Exercise prompt: Please retype the data that follows, starting at the line containing "The resolver MUST return, for each instance of the grebe" and stopping after the last line.

Record extracts:
-- Opening Marker --

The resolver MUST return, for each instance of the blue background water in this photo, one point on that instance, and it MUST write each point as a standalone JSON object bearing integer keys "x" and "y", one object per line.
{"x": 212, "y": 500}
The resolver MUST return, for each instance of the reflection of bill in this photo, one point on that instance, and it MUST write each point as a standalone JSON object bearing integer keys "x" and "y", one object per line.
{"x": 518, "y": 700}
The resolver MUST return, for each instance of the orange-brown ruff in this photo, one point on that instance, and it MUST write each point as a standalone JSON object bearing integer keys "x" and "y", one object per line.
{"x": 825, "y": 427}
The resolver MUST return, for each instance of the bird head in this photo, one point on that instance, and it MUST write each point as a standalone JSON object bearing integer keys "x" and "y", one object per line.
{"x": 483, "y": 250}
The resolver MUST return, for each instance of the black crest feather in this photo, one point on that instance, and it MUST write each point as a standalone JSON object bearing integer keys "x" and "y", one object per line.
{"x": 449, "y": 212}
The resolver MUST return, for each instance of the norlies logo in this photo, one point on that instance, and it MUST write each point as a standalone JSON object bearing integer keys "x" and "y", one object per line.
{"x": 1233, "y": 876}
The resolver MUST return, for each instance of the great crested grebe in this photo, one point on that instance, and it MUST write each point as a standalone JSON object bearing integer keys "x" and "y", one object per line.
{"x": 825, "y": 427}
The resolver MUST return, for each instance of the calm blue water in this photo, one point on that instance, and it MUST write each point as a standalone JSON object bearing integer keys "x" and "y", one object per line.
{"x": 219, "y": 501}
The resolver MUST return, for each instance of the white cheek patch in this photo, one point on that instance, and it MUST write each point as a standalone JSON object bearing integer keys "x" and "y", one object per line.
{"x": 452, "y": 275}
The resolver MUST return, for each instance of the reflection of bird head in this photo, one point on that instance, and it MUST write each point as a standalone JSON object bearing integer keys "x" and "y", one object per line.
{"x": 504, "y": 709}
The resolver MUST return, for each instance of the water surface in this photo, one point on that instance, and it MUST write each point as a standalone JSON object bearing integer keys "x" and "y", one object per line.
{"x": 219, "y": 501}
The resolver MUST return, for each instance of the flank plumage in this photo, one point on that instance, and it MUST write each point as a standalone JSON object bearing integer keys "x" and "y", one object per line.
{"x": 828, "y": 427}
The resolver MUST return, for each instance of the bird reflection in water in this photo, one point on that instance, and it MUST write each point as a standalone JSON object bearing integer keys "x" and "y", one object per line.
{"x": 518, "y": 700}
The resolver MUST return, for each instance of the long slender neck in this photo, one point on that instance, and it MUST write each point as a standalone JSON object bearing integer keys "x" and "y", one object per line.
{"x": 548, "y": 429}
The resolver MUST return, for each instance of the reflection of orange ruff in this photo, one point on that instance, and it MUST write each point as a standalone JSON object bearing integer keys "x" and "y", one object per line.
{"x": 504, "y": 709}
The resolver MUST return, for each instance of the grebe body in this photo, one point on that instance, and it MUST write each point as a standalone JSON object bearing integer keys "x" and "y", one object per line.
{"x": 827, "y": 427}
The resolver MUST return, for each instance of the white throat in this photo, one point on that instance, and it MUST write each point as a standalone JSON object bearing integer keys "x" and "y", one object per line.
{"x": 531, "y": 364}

-- Closing Marker --

Exercise answer:
The resolver MUST return, for each instance of the grebe body in this photo, one point on that instance, and it MUST write each point as a standalone JSON object bearing integer keys "x" and "y", one object per line.
{"x": 827, "y": 427}
The resolver MUST return, for each instance of the white throat in this photo, one point on that instance, and it MUST write each point as a standalone JSON object bearing integer keys "x" and "y", one object per line.
{"x": 531, "y": 364}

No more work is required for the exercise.